WHAT NEEDS TO BE DONE
When you reach the records below, output every one exactly as written but leave out any pictures.

• • •

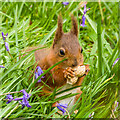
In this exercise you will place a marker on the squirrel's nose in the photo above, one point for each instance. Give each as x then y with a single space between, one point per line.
75 63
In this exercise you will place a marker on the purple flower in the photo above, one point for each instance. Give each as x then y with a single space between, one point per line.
116 61
2 66
17 99
83 21
4 36
10 98
65 3
6 46
62 107
24 102
83 17
25 93
38 72
116 105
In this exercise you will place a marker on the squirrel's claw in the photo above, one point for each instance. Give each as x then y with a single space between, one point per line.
69 73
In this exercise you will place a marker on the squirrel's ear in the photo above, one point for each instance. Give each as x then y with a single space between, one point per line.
74 29
59 30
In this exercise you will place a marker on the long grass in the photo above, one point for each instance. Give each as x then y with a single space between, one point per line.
100 49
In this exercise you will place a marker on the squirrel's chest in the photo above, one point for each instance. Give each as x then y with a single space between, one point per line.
70 100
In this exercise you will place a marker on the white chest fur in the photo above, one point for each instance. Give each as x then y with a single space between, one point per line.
70 101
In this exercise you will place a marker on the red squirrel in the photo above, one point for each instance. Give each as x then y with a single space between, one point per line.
65 45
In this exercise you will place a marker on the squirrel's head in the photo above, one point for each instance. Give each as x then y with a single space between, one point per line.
66 45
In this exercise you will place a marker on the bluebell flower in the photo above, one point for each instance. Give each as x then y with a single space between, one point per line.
83 21
17 99
65 3
25 93
62 107
38 72
1 66
10 98
83 17
6 46
4 36
116 61
24 102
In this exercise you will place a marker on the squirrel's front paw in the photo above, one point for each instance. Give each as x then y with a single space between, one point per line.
69 74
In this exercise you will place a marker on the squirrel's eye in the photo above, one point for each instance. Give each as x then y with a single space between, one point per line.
81 50
62 52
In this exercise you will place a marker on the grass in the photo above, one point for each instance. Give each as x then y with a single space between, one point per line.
100 49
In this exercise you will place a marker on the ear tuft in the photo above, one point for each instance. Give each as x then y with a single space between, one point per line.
74 29
59 30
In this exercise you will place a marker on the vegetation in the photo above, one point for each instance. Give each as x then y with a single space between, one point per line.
34 23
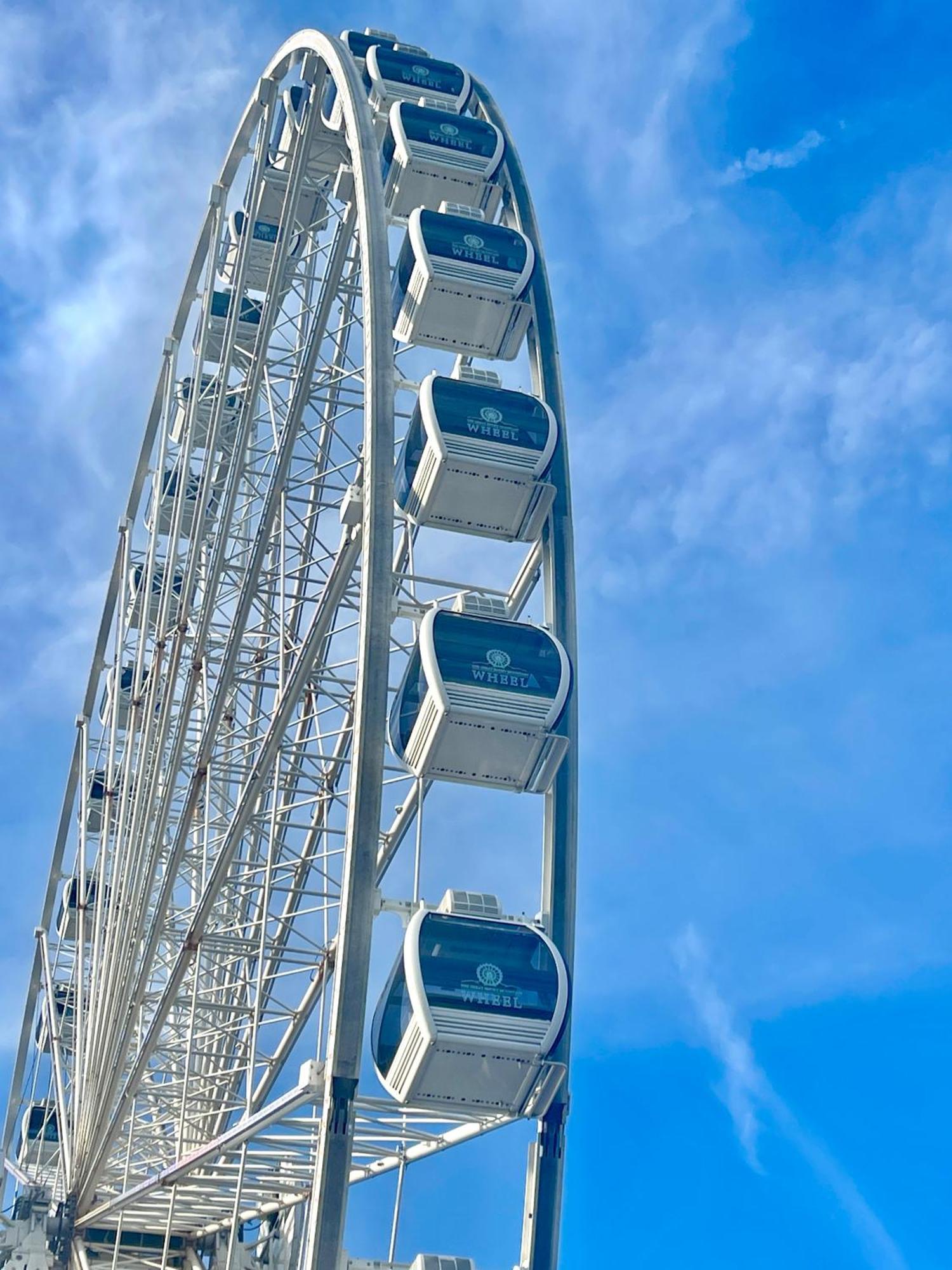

• • •

EXPECTED ANSWER
In this exercise you will place a marker on the squirrel's nose in the photo above, one point for each instance. Give each as x then y with a single space between, one point per line.
75 63
In this exercise you will place a marker on the purple flower in the photo above, one point for each instance. Give each as x then y with a single space between, one point per line.
116 61
2 66
17 99
83 21
4 36
10 98
65 3
6 46
62 107
24 102
83 17
25 93
38 72
116 105
In this exercise you will place a marker on the squirrel's claw in the photo above, one point for each instance. Give each as x then y with a single space between, one point per line.
69 73
In this exercise you will place a marker on the squirrel's ear in the photo above, one point for each instance. Give each as x then y with a single space between, one point per line.
74 29
59 30
In this exercise you will place a marker on the long grass in the photo above, one point for each instance. Give each as x then y with a single space between, one point per line.
100 49
In this exercise you will place a marker on the squirrel's chest in the photo above, one point for each instance. Give each as x then y with a single space between, one point per line.
70 100
In this exercise you will place a marker on the white chest fur in the photo above, one point for each instance. Give each as x then y with a single space between, one point per line.
70 101
In this exercise you will place a marker on the red squirrel in the photo above, one point for each instance. Give each as x then y with a single space between, one point per line.
65 45
In this exercise you will place a marker on the squirrel's head in the photo above, one point for each instance. Give each as x then y with a single space between, one point per line.
66 45
In this exercise you will place a marker on the bluebell flower in the photo above, one point for each instance. Give each as x then y with a single space between, one point per line.
83 21
17 99
65 3
25 93
62 107
38 72
1 66
10 98
83 17
6 46
4 36
116 61
24 102
In this exercise you will place a marker on the squirrel's front paw in the photo above, one point for each instance. Give each as x then y with a single space between, one point per line.
69 74
In this exercise you will place a marker on the squirrel's eye in the photo above, one point for each instance. Give each as x then y with a single space between, one point per line.
81 50
62 52
In this exercise you will place a marker on the grass in the photo above, one point for each instance. Give each as x then y with a single space between, one point per line.
100 49
In this exercise you will place a marker on the ear tuft in the photo above, one point for each instance. Give each as x then y with a single space between, one point per line.
74 29
59 30
In this exercise you will place a marker on the vegetation in the photo above, one point for each instance. Give each as x then y with a single space between, one point per line.
34 23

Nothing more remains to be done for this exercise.